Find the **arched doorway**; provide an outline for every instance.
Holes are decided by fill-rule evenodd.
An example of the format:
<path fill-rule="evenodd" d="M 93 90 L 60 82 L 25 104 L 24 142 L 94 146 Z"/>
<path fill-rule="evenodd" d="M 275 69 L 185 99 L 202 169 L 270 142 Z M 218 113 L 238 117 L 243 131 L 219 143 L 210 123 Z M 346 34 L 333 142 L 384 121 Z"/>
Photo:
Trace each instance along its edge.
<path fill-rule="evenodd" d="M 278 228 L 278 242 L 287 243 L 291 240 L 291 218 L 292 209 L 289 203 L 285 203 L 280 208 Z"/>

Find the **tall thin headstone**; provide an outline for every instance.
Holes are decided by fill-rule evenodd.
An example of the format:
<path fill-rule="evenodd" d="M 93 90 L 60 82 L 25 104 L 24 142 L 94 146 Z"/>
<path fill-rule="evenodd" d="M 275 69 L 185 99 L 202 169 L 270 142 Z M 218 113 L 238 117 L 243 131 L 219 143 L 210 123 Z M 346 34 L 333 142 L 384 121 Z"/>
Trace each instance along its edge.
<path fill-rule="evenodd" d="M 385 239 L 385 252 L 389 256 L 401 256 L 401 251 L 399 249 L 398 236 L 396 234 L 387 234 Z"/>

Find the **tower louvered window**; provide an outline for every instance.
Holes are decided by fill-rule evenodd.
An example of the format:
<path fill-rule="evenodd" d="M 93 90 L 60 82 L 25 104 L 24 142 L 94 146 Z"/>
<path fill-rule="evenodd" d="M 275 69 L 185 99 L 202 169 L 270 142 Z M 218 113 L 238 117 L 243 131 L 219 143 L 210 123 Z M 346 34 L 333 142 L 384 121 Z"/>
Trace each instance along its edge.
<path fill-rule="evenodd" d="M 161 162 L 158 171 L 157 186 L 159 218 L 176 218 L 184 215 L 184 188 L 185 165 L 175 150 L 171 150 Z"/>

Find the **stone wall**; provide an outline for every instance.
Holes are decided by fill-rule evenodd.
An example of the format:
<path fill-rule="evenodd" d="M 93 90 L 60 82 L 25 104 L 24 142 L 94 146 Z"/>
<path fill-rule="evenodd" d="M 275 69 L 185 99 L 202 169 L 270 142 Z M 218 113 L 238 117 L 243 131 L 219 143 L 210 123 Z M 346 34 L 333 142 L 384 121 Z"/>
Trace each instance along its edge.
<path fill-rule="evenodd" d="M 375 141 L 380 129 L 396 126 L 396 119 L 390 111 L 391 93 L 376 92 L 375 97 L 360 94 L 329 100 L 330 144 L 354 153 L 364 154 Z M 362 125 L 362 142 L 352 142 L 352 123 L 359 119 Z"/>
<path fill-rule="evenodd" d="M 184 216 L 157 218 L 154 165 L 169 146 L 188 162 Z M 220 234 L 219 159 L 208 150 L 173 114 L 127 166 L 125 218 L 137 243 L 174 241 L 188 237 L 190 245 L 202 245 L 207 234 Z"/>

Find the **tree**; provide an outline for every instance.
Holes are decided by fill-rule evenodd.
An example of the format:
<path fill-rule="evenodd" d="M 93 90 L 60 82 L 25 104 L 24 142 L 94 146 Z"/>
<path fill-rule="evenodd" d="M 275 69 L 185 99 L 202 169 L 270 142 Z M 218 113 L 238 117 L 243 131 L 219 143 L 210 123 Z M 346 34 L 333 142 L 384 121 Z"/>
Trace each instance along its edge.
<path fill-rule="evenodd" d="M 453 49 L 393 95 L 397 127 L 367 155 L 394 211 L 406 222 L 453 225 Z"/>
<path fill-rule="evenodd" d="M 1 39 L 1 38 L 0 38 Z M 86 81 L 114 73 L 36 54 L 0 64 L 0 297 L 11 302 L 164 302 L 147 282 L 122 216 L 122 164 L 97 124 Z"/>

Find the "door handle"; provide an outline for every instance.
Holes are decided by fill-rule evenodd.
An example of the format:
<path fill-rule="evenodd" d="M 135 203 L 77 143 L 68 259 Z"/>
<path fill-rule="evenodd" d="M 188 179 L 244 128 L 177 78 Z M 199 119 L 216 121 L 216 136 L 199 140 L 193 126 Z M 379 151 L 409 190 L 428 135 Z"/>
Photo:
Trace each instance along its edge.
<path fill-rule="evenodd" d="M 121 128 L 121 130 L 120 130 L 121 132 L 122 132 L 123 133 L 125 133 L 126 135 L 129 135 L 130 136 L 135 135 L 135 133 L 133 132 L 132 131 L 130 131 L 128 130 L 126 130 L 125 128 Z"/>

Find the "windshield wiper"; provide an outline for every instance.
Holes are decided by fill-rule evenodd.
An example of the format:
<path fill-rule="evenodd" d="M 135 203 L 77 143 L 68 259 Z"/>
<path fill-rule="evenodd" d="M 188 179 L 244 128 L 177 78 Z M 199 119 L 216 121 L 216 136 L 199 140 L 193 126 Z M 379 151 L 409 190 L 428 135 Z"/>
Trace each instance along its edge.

* [Work instructions]
State how many lines of the records contain the string "every", with case counting, and give only that number.

* [Complete answer]
7